### EXERCISE
Your task is to quote the material that follows, in full and exactly.

(Entries from a point annotation set)
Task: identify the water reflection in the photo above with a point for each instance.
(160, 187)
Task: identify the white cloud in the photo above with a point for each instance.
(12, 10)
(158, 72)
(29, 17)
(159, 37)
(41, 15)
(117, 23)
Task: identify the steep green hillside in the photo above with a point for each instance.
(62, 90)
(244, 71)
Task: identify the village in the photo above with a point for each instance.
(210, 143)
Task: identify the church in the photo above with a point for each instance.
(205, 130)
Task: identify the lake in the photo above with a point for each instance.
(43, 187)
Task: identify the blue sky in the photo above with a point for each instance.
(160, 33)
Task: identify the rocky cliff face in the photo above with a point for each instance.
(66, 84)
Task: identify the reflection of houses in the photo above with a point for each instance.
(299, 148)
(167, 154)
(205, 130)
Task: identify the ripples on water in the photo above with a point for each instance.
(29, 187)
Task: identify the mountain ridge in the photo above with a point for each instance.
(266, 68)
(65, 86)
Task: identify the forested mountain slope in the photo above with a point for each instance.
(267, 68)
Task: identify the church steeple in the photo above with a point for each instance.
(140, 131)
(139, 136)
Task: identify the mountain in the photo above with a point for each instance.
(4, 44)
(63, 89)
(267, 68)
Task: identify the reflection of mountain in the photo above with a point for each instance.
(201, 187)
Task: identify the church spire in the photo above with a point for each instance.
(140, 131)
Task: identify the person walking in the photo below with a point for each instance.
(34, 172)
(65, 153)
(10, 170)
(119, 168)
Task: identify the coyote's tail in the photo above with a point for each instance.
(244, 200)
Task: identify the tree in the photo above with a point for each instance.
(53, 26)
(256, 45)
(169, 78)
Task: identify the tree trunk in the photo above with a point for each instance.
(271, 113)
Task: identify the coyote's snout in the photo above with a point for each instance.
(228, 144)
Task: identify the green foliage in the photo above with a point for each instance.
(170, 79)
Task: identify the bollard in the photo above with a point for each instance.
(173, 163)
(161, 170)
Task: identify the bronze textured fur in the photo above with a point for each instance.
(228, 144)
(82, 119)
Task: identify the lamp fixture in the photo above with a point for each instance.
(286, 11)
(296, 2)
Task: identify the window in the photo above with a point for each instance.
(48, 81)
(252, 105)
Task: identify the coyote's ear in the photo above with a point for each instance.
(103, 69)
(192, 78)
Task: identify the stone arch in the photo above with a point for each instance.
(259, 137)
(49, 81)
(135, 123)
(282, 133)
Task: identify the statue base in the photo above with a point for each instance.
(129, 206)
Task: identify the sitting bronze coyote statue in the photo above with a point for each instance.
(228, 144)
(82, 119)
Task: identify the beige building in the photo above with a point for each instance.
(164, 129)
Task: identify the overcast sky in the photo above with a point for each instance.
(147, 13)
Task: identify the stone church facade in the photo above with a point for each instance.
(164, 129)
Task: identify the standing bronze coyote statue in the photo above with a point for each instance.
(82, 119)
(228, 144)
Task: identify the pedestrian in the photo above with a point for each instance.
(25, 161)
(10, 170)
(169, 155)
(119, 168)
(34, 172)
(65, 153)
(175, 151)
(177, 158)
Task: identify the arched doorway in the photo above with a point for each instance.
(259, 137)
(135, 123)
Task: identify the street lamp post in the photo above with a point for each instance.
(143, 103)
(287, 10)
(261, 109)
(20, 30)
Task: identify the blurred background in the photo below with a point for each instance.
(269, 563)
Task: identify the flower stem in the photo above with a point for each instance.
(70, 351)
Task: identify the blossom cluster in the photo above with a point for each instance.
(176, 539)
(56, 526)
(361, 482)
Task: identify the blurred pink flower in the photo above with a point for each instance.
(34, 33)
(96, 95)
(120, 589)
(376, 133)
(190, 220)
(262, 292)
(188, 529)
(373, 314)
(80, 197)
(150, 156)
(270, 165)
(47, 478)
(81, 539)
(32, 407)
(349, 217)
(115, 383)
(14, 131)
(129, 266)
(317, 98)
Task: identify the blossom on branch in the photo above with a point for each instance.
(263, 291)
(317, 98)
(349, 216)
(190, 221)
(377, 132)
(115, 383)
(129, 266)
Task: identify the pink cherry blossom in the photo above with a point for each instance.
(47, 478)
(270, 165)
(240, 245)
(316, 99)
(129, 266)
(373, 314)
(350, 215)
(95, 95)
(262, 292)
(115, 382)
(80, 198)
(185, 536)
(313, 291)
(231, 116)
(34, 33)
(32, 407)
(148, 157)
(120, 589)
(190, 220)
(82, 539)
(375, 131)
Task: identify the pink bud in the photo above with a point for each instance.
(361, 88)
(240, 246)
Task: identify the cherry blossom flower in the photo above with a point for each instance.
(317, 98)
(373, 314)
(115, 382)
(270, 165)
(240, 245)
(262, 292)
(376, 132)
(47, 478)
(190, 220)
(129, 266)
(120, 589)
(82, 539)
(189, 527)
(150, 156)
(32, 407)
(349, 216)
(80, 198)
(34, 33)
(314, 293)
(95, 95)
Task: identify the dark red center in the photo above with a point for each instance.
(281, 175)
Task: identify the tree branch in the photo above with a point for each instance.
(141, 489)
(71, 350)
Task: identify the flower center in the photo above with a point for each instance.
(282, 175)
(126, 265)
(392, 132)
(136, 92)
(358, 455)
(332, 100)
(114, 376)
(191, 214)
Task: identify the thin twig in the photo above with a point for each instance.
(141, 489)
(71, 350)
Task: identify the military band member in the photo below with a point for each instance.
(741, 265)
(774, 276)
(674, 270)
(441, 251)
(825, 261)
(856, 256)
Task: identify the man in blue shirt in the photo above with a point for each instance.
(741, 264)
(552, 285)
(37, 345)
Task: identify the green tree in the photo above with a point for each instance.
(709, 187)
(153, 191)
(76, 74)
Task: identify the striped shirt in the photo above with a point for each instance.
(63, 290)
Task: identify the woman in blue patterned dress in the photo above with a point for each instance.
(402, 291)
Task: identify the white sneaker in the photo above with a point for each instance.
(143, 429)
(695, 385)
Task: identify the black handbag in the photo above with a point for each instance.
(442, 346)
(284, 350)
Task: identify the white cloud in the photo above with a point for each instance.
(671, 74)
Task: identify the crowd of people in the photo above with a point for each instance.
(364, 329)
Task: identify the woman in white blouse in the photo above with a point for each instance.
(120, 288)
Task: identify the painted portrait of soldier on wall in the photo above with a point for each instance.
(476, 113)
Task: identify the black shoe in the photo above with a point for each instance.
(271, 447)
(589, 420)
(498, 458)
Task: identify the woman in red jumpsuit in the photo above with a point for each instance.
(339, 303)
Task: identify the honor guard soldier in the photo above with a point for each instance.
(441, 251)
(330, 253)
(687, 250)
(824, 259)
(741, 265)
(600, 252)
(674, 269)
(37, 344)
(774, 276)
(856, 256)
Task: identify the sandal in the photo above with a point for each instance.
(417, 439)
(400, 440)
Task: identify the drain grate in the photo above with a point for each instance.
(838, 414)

### ANSWER IN FULL
Task: identify the water reflection in the photo above with a point for each instance.
(160, 187)
Task: identify the white cloud in the photo above with a point for each instance.
(12, 10)
(158, 72)
(29, 17)
(159, 37)
(41, 15)
(117, 23)
Task: identify the steep green hillside in the photo above with a point for each instance.
(62, 90)
(244, 71)
Task: identify the village in the photo above with a point for each instance.
(210, 143)
Task: identify the church in the photo above with a point for each instance.
(205, 130)
Task: identify the lake in the photo above with a point for each instance.
(43, 187)
Task: identify the blue sky in the photo above with a point for each instance.
(160, 33)
Task: identify the rocky cliff face in the photo above with a point for each instance.
(66, 84)
Task: identify the reflection of houses in the photo above with a point for each instance.
(299, 148)
(167, 154)
(205, 130)
Task: identify the ripples on water in the photo above with a point for each instance.
(29, 187)
Task: identify the mountain ridge in the photo above with a point for each instance.
(266, 68)
(65, 86)
Task: identify the forested mountain slope in the photo above with a point for each instance.
(267, 68)
Task: identify the church steeple in the photo above with a point for each instance.
(140, 131)
(139, 136)
Task: identify the mountain in the photo above with a point for each instance.
(4, 44)
(63, 89)
(267, 68)
Task: identify the reflection of mountain in the photo above with a point for each instance.
(201, 187)
Task: identify the church spire in the photo above with a point for each instance.
(140, 131)
Task: identify the person walking in the photo below with a point for each instance.
(34, 172)
(65, 153)
(10, 170)
(119, 168)
Task: identify the coyote's tail in the photo above with a point for each instance.
(244, 200)
Task: identify the tree in the photo above with a point for each instance.
(53, 26)
(256, 45)
(169, 78)
Task: identify the tree trunk in the photo above with a point for each instance.
(271, 113)
Task: identify the coyote's snout in the photo above with a point for each instance.
(228, 144)
Task: identify the green foliage in the photo above with a point for each instance.
(170, 79)
Task: identify the bollard in the photo above with a point for each instance.
(173, 163)
(161, 170)
Task: identify the bronze textured fur in the photo above with a point for each instance.
(228, 144)
(82, 119)
Task: identify the lamp fixture in the photo above with a point for each instance.
(286, 11)
(296, 2)
Task: identify the window in the photo above with a point for each instance.
(48, 81)
(252, 105)
Task: identify the coyote's ear in the photo above with a point for each instance.
(103, 69)
(192, 78)
Task: identify the stone arch in the photo above with a point for each instance.
(259, 137)
(49, 81)
(135, 123)
(282, 133)
Task: identify the statue base in the photo above with a point for each instance.
(129, 206)
Task: identify the sitting bronze coyote statue in the photo above with a point for each instance.
(228, 144)
(82, 119)
Task: identify the beige building in the photo above with a point for each instance.
(164, 129)
Task: identify the overcast sky in the photo above with a point for each instance.
(147, 13)
Task: identify the stone church facade in the photo above with a point for each instance.
(164, 129)
Task: identify the standing bronze coyote statue in the photo above with a point for each instance.
(82, 119)
(228, 144)
Task: identify the pedestrian in the photo above with a point for each instance.
(25, 161)
(10, 170)
(169, 155)
(119, 168)
(34, 172)
(65, 153)
(175, 151)
(177, 158)
Task: identify the arched doorway in the photo above with a point for each instance.
(259, 137)
(135, 123)
Task: identify the street lamp post in the photo above with a point for each instance.
(143, 103)
(287, 10)
(261, 109)
(20, 30)
Task: identify the blurred background in the photo below with a point for each instance.
(269, 563)
Task: identify the flower stem in the photo above with a point for each instance.
(70, 351)
Task: identify the blossom cluster in the photo above with a point for each instance.
(176, 539)
(56, 526)
(361, 482)
Task: identify the blurred pink flower in the photo above with a point for each instance.
(34, 33)
(96, 95)
(120, 589)
(376, 133)
(190, 220)
(262, 292)
(188, 529)
(373, 314)
(80, 197)
(150, 156)
(270, 165)
(47, 478)
(81, 539)
(32, 407)
(349, 217)
(115, 383)
(14, 131)
(129, 266)
(317, 98)
Task: identify the blossom on branch in the photo above with a point for each instance.
(263, 291)
(317, 98)
(349, 216)
(190, 221)
(377, 132)
(115, 383)
(129, 266)
Task: identify the pink cherry blossom in the photo above with a point for each instance.
(47, 478)
(270, 165)
(240, 245)
(316, 99)
(129, 266)
(373, 314)
(350, 215)
(95, 95)
(262, 292)
(115, 382)
(80, 198)
(185, 536)
(313, 291)
(231, 116)
(34, 33)
(32, 407)
(148, 157)
(120, 589)
(190, 220)
(82, 539)
(375, 131)
Task: identify the pink bud in the photo above with a point for each instance.
(361, 88)
(240, 246)
Task: identify the cherry blossom flower in the photo above with a point for each instance.
(317, 98)
(373, 314)
(115, 382)
(270, 165)
(240, 245)
(262, 292)
(376, 132)
(47, 478)
(190, 220)
(129, 266)
(120, 589)
(82, 539)
(189, 527)
(150, 156)
(32, 407)
(349, 216)
(80, 198)
(34, 33)
(314, 293)
(95, 95)
Task: identify the dark red center in the photo above with a point for each instance.
(281, 175)
Task: identify the tree branch in the photo above with a point for each instance.
(141, 489)
(71, 350)
Task: identify the flower center in the photo above with a point for each instance.
(282, 175)
(126, 265)
(392, 132)
(136, 92)
(358, 455)
(332, 100)
(114, 376)
(191, 214)
Task: identify the thin twig in the photo above with a point for each instance.
(141, 489)
(71, 350)
Task: identify the military band member in the photo below with a point for each instance.
(741, 265)
(774, 276)
(674, 270)
(441, 251)
(825, 261)
(856, 256)
Task: identify the man in blue shirt in the photo above with a point for each instance.
(741, 264)
(552, 285)
(37, 345)
Task: identify the green tree in the photo above with a point for each instance.
(709, 187)
(153, 191)
(76, 74)
Task: identify the striped shirt in the photo above with a point for each instance.
(63, 290)
Task: identify the woman in blue patterned dress in the photo above with a point for each instance.
(402, 291)
Task: identify the white sneaker in the photo above with a point for each instance.
(143, 429)
(695, 385)
Task: identify the black handbag in the photo above with a point for each instance.
(442, 346)
(284, 350)
Task: identify the white cloud in the photo above with a point for each instance.
(671, 74)
Task: identify the crowd of people in the photo above with a point for each instance.
(364, 329)
Task: identify the woman in white blouse in the photo above with a point for each instance.
(120, 288)
Task: identify the painted portrait of soldier on wall in the photo above with a point for each instance.
(476, 113)
Task: identify the black shoe in the photo above with a point for each instance.
(271, 447)
(589, 420)
(498, 458)
Task: identify the woman in red jumpsuit in the photo above with a point for each instance.
(339, 303)
Task: identify the honor guard soldier in the photo above with a point for each instance.
(441, 251)
(330, 253)
(687, 250)
(824, 259)
(741, 265)
(600, 252)
(674, 269)
(37, 344)
(774, 276)
(856, 256)
Task: identify the sandal in the photo above with a point for each instance.
(417, 439)
(400, 440)
Task: identify the drain grate in the photo above with a point for each instance.
(838, 414)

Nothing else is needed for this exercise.